START Input data

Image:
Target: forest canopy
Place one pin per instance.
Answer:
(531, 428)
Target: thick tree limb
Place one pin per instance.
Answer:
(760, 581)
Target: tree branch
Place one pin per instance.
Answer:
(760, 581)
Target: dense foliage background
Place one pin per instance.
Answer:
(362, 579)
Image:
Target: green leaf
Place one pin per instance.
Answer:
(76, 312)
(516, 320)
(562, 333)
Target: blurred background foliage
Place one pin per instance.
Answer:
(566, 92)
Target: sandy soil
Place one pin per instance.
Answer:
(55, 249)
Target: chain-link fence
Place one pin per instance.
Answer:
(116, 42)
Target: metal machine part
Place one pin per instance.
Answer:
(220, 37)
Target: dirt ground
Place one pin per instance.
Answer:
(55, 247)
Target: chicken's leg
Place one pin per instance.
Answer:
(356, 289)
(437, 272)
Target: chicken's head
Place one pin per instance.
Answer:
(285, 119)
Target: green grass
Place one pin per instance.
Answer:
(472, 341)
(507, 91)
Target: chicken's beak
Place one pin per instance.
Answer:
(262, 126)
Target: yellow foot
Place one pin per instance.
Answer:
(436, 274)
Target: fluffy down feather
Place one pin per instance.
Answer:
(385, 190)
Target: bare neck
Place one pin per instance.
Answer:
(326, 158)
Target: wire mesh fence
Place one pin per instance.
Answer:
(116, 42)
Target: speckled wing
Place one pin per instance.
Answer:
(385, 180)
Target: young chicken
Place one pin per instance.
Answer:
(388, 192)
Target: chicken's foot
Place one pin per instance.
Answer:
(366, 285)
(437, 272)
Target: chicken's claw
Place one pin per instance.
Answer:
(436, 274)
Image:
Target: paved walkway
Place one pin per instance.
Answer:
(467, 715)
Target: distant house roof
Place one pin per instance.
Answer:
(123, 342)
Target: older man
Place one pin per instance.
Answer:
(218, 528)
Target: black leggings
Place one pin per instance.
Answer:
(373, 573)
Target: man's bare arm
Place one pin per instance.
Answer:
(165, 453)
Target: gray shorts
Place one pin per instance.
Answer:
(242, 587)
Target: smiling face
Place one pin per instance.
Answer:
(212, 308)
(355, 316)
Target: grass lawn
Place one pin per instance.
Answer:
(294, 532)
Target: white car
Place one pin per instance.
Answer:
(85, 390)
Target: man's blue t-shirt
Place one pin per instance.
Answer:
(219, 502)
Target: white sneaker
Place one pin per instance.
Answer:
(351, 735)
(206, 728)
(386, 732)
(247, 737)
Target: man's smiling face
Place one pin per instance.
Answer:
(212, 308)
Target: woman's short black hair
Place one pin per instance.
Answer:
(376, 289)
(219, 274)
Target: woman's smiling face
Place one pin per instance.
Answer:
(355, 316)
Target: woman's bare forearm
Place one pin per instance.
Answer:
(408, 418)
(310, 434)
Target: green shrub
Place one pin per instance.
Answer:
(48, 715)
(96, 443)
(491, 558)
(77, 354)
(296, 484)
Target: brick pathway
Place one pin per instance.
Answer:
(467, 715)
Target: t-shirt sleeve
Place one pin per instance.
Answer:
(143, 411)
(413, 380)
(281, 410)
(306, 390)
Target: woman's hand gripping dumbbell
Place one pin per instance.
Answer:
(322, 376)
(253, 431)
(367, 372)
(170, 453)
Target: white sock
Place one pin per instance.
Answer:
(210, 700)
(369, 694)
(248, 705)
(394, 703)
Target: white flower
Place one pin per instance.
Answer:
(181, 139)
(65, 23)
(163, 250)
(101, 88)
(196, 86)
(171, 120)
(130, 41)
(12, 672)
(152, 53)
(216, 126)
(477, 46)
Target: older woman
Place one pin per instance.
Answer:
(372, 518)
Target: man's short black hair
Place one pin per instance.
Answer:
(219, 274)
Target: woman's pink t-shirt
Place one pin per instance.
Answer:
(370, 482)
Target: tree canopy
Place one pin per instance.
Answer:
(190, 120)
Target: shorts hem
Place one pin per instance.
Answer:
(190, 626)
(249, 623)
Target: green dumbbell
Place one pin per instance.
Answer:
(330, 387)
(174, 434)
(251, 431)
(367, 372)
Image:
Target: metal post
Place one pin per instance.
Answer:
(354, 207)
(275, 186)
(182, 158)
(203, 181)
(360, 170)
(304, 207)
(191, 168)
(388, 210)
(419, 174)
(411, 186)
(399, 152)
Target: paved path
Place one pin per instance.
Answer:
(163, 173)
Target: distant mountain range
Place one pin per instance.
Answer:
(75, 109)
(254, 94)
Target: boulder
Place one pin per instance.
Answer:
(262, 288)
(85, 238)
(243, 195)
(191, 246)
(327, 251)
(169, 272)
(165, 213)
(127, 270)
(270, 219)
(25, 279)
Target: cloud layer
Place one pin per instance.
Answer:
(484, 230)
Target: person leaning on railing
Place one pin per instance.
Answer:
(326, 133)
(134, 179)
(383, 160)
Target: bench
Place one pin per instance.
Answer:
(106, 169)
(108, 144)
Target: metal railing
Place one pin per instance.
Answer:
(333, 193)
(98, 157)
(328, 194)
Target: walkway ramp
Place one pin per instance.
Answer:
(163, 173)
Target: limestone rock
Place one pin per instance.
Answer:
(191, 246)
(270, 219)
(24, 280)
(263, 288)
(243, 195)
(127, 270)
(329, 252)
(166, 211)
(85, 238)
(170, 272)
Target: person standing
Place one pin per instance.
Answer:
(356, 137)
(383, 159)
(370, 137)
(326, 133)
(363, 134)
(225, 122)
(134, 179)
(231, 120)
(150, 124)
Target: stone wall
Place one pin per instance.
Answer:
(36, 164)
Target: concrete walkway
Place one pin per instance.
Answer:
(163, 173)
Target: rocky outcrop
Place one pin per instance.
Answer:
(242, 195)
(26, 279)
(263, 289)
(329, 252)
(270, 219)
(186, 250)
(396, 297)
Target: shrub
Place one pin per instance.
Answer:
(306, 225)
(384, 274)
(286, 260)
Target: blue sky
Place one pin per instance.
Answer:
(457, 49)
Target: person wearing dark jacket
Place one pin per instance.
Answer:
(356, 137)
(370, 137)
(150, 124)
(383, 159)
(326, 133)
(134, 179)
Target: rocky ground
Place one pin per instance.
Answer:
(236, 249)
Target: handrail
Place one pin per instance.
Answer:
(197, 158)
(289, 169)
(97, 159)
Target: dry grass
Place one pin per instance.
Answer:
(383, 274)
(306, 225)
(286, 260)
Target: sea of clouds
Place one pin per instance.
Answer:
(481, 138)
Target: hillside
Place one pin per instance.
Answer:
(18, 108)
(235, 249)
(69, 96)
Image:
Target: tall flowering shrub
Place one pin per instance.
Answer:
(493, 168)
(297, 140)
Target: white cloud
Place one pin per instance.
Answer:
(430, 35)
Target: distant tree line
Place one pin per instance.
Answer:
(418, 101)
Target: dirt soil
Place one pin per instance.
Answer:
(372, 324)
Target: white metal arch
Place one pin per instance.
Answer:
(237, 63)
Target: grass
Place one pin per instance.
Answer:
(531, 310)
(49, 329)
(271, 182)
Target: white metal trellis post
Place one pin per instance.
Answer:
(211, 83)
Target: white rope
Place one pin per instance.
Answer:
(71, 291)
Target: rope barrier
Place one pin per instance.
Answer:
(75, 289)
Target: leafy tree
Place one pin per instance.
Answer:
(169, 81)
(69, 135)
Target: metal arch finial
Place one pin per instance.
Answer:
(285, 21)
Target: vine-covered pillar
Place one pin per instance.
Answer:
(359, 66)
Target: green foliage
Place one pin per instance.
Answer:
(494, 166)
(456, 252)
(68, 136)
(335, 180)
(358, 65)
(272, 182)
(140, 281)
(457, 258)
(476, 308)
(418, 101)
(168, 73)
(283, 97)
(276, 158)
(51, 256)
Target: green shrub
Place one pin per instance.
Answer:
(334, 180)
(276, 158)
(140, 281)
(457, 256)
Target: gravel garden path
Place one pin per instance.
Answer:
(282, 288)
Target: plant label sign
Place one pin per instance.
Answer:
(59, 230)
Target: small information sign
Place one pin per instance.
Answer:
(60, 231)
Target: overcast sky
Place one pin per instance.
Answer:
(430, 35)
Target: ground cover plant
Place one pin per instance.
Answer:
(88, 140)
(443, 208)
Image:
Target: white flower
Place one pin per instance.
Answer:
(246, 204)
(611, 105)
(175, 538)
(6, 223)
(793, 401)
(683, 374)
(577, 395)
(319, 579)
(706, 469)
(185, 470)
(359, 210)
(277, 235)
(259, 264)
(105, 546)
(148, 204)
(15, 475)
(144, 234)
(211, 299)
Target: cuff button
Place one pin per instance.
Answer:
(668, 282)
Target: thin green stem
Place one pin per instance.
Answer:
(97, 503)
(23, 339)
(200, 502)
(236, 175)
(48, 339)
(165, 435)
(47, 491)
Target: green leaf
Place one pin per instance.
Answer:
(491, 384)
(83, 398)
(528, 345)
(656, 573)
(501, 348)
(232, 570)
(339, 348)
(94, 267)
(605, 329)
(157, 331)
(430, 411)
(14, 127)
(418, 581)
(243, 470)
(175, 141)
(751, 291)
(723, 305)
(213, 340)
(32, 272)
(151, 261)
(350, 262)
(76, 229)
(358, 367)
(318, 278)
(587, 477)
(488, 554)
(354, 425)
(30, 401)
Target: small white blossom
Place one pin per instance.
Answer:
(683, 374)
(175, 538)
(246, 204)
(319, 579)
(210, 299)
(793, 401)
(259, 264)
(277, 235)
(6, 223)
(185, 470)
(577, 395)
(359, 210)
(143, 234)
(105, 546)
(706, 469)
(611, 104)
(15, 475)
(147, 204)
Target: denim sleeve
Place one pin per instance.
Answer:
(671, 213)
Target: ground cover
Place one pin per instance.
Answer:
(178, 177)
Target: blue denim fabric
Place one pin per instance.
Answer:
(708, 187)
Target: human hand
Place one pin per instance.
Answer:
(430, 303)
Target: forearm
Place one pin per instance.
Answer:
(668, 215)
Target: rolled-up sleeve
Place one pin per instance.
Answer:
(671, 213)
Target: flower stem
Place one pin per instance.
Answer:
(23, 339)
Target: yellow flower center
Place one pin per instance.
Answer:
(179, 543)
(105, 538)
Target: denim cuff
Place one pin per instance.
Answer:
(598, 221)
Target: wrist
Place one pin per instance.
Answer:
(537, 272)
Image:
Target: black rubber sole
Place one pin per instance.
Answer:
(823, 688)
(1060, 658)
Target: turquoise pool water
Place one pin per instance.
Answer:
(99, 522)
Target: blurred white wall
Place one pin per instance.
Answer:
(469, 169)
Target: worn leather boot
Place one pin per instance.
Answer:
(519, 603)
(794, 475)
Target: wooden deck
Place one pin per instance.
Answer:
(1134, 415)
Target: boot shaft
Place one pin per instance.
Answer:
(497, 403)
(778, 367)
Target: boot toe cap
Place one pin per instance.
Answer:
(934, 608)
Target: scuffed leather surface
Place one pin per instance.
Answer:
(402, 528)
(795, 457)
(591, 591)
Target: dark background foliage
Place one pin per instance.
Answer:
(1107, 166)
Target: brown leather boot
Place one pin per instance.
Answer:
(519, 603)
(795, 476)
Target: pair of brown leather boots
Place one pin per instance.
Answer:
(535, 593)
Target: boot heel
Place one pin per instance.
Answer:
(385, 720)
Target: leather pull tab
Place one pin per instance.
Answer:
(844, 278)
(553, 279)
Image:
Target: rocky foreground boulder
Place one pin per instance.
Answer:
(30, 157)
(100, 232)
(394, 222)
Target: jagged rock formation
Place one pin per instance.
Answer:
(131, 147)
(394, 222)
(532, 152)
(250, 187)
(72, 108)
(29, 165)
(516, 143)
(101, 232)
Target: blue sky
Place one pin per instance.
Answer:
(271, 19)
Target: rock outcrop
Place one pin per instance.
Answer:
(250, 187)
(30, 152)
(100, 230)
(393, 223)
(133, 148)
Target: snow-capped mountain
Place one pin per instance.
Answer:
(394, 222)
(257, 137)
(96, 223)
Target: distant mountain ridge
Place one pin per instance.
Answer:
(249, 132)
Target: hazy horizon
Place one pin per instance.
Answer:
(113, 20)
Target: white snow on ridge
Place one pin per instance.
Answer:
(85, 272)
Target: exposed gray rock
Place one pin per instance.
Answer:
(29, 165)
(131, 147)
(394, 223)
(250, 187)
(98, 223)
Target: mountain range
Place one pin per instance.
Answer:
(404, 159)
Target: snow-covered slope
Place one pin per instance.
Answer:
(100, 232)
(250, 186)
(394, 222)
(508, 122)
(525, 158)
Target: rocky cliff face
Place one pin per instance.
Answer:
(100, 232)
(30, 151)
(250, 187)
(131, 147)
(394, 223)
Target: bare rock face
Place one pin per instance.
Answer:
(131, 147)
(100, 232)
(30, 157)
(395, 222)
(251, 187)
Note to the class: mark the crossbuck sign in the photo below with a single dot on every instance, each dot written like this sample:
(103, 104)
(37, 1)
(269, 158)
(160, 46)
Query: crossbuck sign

END Input data

**Assignment:** Look through the entries, and return every line that the word "crossbuck" appears in.

**Reply to the task:**
Note to the class: mark the crossbuck sign in the photo below with a single dot on every instance, each dot written like this sample:
Query: crossbuck sign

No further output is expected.